───── Records for this task

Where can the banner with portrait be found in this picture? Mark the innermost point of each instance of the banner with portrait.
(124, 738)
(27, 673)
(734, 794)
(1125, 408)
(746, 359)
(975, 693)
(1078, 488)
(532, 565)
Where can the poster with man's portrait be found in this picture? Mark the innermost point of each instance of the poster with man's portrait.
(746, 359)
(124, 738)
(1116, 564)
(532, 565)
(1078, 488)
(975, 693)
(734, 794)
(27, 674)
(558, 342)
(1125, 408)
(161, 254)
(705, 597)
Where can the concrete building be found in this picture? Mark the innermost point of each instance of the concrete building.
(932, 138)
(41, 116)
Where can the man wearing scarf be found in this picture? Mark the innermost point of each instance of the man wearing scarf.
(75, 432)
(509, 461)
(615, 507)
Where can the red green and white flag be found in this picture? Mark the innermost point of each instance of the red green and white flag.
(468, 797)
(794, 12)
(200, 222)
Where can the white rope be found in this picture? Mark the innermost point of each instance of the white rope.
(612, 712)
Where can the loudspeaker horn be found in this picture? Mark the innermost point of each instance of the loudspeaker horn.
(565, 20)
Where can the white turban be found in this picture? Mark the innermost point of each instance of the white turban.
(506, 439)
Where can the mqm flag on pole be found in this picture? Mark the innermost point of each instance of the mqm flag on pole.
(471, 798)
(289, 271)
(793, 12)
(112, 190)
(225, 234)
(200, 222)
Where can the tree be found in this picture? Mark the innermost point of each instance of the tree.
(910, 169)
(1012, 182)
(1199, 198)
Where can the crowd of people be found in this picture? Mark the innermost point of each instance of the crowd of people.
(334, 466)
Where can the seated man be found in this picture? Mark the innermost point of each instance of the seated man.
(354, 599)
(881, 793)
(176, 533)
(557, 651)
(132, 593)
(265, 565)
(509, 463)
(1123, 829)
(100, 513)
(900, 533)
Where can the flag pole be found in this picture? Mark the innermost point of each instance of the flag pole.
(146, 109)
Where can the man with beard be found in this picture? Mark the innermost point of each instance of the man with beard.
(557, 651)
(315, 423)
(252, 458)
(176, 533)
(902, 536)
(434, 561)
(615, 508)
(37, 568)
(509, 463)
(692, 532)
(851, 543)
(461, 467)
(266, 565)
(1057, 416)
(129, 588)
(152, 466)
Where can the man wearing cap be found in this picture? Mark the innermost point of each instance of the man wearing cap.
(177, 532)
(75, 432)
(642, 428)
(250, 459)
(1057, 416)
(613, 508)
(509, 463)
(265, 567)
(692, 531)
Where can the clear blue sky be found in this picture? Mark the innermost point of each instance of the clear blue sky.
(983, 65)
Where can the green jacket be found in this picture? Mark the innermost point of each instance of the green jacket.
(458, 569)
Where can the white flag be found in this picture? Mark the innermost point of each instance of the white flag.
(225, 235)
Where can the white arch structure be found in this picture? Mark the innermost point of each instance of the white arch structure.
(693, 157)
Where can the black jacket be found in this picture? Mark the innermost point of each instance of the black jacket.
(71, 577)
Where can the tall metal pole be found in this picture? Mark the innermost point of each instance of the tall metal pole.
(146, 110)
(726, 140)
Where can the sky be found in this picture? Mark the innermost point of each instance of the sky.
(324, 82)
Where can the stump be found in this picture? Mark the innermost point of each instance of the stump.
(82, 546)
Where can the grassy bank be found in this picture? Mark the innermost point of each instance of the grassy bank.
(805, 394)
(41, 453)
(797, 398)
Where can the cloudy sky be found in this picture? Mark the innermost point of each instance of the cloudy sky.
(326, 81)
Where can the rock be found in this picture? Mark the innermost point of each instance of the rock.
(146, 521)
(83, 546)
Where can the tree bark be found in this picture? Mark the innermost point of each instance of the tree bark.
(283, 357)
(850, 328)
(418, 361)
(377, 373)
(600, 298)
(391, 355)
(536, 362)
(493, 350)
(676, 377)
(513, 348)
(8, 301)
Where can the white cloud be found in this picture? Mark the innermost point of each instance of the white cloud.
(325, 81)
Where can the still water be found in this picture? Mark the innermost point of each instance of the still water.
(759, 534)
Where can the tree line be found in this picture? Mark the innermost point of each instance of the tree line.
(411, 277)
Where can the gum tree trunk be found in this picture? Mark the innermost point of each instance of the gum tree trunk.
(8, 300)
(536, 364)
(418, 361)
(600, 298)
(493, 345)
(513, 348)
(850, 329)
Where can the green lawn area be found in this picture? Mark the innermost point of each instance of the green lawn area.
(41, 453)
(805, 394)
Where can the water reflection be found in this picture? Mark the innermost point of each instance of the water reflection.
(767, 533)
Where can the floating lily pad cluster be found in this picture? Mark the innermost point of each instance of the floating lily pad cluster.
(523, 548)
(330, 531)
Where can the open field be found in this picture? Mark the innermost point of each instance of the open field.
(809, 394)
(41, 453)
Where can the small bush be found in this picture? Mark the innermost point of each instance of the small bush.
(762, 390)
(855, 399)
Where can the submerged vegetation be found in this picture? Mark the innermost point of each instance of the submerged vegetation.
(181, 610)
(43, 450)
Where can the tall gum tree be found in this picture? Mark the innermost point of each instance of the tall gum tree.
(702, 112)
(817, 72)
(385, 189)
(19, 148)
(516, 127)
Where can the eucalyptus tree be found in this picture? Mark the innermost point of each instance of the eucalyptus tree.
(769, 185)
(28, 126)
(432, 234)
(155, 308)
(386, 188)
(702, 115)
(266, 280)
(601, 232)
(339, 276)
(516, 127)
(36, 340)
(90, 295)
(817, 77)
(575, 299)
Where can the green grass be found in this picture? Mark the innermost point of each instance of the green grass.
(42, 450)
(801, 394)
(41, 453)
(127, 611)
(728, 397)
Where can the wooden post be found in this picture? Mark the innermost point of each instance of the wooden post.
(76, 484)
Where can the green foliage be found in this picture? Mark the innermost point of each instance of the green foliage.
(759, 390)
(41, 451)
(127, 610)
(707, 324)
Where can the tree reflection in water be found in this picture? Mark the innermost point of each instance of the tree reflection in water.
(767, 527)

──────────

Rewrite the data starting at the line that contains "Where can the small" and ending with the last line, changing "small bush" to "low shrub" and keeping everything else the same.

### The reply
Where can the low shrub be found in this picture? Mark the innermost point of each instance of the low shrub.
(762, 390)
(855, 399)
Where can the submerged vegetation be found in this picture? Mark the innermost point of each instance of the submerged vegetation.
(181, 610)
(43, 450)
Where can the tall gum tree be found in this picture? Mark the innermost point of each instance of the tall gum tree.
(702, 112)
(817, 72)
(385, 189)
(19, 148)
(516, 127)
Where can the eucalyptus tree be found in this picture? Mark the innermost point of each instance of the eucalyptus tree.
(769, 185)
(28, 126)
(432, 234)
(155, 308)
(386, 188)
(702, 115)
(266, 280)
(601, 232)
(339, 276)
(516, 127)
(36, 340)
(90, 295)
(817, 77)
(575, 299)
Where can the green grass be found in this picture? Mark the innermost point of each instance of the green grass.
(42, 450)
(801, 394)
(41, 453)
(127, 611)
(728, 397)
Where can the wooden post be found in this picture? Mark the innermost point of each instance of the wooden post.
(76, 484)
Where can the green foliage be found in this picture? Mark the innermost point of each instance of the green foliage.
(759, 390)
(41, 451)
(127, 610)
(707, 324)
Where can the tree reflection in water be found in this picture? Mark the innermost point of each instance of the tree reflection in water.
(767, 527)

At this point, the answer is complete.